▸ REQUIREMENTS
Restate each of the lines given below, word for word.

▸ RECORDS FOR THIS EXERCISE
☆ ☆ ☆ ☆ ☆

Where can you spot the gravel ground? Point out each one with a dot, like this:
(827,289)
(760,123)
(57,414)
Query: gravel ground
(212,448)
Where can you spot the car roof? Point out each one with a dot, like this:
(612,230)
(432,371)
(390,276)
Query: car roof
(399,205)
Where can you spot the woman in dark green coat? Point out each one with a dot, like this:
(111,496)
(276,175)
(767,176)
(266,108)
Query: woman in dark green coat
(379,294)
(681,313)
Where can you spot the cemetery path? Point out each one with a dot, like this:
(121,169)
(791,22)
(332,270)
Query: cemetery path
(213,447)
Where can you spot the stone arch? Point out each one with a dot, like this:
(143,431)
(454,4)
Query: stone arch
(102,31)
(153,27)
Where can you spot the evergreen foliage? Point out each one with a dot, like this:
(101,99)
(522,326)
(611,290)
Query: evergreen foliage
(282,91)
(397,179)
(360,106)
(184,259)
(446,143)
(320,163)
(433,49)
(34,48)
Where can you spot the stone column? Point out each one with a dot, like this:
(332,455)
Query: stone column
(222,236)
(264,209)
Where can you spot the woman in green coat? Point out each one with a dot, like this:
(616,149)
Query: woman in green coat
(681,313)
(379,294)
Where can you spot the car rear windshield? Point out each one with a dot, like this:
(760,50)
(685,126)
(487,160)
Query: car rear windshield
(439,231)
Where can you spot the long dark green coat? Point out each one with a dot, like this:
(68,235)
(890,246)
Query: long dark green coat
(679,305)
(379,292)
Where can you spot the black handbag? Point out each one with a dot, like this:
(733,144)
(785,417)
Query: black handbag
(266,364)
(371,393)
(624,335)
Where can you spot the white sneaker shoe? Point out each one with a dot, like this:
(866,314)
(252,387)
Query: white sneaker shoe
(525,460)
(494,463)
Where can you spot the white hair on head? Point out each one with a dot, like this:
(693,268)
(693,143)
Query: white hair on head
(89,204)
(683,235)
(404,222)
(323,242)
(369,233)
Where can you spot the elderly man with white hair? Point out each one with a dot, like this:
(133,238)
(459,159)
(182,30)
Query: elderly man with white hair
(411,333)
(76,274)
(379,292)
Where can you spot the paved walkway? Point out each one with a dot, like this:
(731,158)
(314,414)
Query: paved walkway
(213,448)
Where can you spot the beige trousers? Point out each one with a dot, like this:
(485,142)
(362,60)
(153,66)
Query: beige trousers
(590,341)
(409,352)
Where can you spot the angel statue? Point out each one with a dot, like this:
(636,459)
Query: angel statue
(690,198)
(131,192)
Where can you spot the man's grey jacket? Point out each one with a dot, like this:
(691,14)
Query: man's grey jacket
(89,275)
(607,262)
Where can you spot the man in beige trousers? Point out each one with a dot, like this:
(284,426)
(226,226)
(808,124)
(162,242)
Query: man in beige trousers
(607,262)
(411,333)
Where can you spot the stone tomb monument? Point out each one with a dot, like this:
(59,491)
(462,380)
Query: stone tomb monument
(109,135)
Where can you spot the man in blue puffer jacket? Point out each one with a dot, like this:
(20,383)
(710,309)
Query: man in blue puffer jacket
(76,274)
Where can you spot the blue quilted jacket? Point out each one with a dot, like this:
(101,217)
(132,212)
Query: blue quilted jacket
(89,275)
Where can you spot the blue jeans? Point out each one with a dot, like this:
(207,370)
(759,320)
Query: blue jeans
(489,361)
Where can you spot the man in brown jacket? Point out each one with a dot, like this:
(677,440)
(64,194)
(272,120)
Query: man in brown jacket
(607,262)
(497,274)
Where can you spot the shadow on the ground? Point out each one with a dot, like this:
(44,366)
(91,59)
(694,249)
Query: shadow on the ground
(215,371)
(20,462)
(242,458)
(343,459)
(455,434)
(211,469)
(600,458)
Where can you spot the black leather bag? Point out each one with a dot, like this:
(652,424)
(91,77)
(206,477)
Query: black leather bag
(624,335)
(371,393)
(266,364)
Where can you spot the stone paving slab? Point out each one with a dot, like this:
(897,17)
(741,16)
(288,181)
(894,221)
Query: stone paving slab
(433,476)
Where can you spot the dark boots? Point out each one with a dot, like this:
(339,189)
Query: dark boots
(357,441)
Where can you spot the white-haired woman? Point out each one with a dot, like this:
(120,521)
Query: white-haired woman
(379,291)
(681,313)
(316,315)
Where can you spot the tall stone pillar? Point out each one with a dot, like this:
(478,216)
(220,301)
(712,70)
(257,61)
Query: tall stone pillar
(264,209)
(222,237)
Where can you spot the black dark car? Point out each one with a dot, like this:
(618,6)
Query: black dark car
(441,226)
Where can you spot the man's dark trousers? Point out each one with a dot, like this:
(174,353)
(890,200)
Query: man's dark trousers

☆ ☆ ☆ ☆ ☆

▸ FINAL RESULT
Where can you spot the gravel ground? Point out each one with a dot, like this:
(827,289)
(760,123)
(57,414)
Query: gravel ground
(212,448)
Where can you spot the car roof? Point out each one with a dot, like this:
(612,230)
(432,371)
(390,276)
Query: car roof
(399,205)
Where can you spot the woman in dark green coat? Point out each one with a dot, like this:
(111,496)
(276,175)
(767,176)
(266,108)
Query: woman in dark green coat
(379,294)
(681,313)
Where can you spot the cemetery path? Point out each one with a dot, like this:
(121,169)
(791,22)
(332,270)
Query: cemetery path
(213,447)
Where can you spot the stone arch? Point out each one with a dot, like this:
(143,431)
(454,4)
Query: stone arch
(102,31)
(153,27)
Where can you spot the evergreen foliage? Point out each one with a dot, like this:
(101,99)
(522,326)
(611,290)
Query: evergreen foliage
(282,91)
(397,179)
(360,106)
(184,259)
(446,143)
(320,163)
(433,49)
(34,48)
Where can you spot the stone column? Point out each one with a dot, like this:
(332,455)
Query: stone column
(222,236)
(264,209)
Where can you spot the woman in green coat? Point out each one with a dot, like this:
(616,149)
Query: woman in green coat
(681,313)
(379,294)
Where can you spot the car rear windshield? Point out each one with a dot, like this:
(760,50)
(685,126)
(487,160)
Query: car rear windshield
(439,231)
Where can you spot the long dark green coat? Point out each one with a dot, like this:
(68,235)
(890,246)
Query: long dark green coat
(679,305)
(379,292)
Where can you spot the black handbag? Point out each one with a dot, like this:
(733,144)
(785,417)
Query: black handbag
(266,364)
(371,393)
(624,335)
Where can you spot the white sneaker shoe? Point out each one with a dot, like this:
(866,314)
(252,387)
Query: white sneaker shoe
(525,460)
(494,463)
Where can you spot the white hair on head? Point out each one with a dot, like this:
(693,268)
(693,143)
Query: white hair on head
(89,204)
(683,235)
(404,222)
(323,242)
(369,233)
Where can you spot the elderly man with white hair? Point out each one with a dot, like this:
(133,238)
(459,159)
(182,30)
Query: elderly man with white hair
(411,333)
(76,274)
(379,292)
Where can you spot the paved walkway? Point out each one with a dot, like this:
(731,158)
(314,414)
Query: paved walkway
(213,448)
Where can you spot the beige trousers? Point out each one with a dot, like this:
(485,142)
(362,60)
(153,66)
Query: beige trousers
(590,341)
(409,352)
Where can you spot the angel statue? Point out each one with a dot, like this:
(636,459)
Query: angel statue
(690,198)
(131,192)
Where can you spot the man's grey jacket? Point out each one with a dot, like this:
(691,14)
Query: man's grey jacket
(89,275)
(607,262)
Where can you spot the man in beige trousers? Point out each one with a dot, like this:
(284,426)
(226,226)
(808,124)
(162,242)
Query: man in beige trousers
(607,262)
(411,333)
Where can you spot the stone tomb monument? Point out each one with a dot, like this:
(59,491)
(462,380)
Query: stone tomb monument
(109,135)
Where can you spot the man in blue puffer jacket? Point out each one with a dot, like this:
(20,383)
(710,309)
Query: man in blue puffer jacket
(76,274)
Where can you spot the blue quilted jacket? Point out each one with a dot, like this:
(101,217)
(132,212)
Query: blue quilted jacket
(89,275)
Where can you spot the blue jeans? Point out each one with a dot, like this:
(207,370)
(759,320)
Query: blue jeans
(489,361)
Where can you spot the man in brown jacket? Point out each one with a dot, like this:
(677,440)
(64,194)
(272,120)
Query: man in brown jacket
(607,262)
(497,274)
Where can you spot the shadow on the ground? Point out each one with a dot, like this:
(44,366)
(91,59)
(694,249)
Query: shadow on the ground
(215,371)
(20,462)
(242,458)
(343,459)
(455,434)
(211,469)
(600,458)
Where can you spot the black leather bag? Point out each one with a dot, like this:
(652,424)
(91,77)
(206,477)
Query: black leather bag
(624,335)
(371,393)
(266,364)
Where can you spot the stone paving slab? Point out each one with a dot, like this:
(897,17)
(741,16)
(288,181)
(894,221)
Query: stone paving slab
(433,476)
Where can you spot the dark boots? Point out each one with a dot, like this:
(339,189)
Query: dark boots
(357,441)
Where can you spot the white-haired woman? Point out each one with a dot, like this:
(120,521)
Query: white-haired woman
(379,291)
(681,313)
(316,315)
Where can you spot the tall stone pillar? Point out each one with a dot, like this:
(478,216)
(220,301)
(712,70)
(257,61)
Query: tall stone pillar
(264,209)
(222,237)
Where can you spot the black dark car? Point out each one with a dot, like this:
(618,6)
Query: black dark car
(441,226)
Where can you spot the man's dark trousers? Point out each one with a dot, like this:
(174,353)
(890,200)
Query: man's dark trousers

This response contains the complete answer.